*Assignment:*
Please report how many lines of the data include the word "positive", with the number as the entire reply.

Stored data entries
⁂

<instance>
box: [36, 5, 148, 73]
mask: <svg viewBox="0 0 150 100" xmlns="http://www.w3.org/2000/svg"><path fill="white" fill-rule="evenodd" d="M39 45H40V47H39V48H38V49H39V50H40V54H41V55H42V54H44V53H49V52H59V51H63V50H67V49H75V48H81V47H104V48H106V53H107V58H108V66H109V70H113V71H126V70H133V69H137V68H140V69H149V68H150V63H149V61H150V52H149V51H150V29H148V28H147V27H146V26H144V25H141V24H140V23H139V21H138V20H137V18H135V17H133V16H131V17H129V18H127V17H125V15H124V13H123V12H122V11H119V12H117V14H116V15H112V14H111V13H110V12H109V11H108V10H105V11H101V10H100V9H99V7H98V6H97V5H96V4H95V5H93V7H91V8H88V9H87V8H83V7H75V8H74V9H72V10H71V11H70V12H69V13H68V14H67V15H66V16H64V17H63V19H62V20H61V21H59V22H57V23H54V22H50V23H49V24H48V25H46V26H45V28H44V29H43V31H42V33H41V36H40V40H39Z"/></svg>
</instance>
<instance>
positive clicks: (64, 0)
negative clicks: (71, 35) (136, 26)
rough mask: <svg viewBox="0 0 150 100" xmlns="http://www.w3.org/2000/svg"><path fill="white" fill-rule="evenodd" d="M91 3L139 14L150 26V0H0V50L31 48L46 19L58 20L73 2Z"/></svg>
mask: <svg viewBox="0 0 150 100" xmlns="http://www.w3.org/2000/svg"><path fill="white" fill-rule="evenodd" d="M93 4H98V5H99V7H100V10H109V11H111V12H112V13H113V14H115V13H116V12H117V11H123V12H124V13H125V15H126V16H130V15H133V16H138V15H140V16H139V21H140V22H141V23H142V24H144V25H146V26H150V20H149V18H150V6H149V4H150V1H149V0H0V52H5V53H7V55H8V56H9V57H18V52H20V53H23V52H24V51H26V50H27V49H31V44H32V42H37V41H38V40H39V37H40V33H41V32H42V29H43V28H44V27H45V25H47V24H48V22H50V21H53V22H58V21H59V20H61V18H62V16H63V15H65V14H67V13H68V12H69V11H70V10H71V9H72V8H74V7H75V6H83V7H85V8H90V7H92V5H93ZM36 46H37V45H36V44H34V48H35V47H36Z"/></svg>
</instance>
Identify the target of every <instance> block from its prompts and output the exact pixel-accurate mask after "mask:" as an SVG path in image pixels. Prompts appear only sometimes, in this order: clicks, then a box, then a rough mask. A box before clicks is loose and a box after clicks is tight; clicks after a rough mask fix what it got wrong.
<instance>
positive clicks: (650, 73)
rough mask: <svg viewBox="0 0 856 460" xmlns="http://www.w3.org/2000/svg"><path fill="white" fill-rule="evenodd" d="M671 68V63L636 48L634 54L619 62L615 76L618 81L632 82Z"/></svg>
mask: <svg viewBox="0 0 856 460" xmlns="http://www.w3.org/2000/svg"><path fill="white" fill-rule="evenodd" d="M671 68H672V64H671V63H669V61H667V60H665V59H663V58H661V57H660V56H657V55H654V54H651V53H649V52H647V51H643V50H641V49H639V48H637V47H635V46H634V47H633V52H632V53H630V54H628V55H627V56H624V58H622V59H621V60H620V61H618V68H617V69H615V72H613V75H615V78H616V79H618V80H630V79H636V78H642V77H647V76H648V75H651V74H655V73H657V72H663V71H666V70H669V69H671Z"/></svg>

⁂

*Response to the exercise:*
2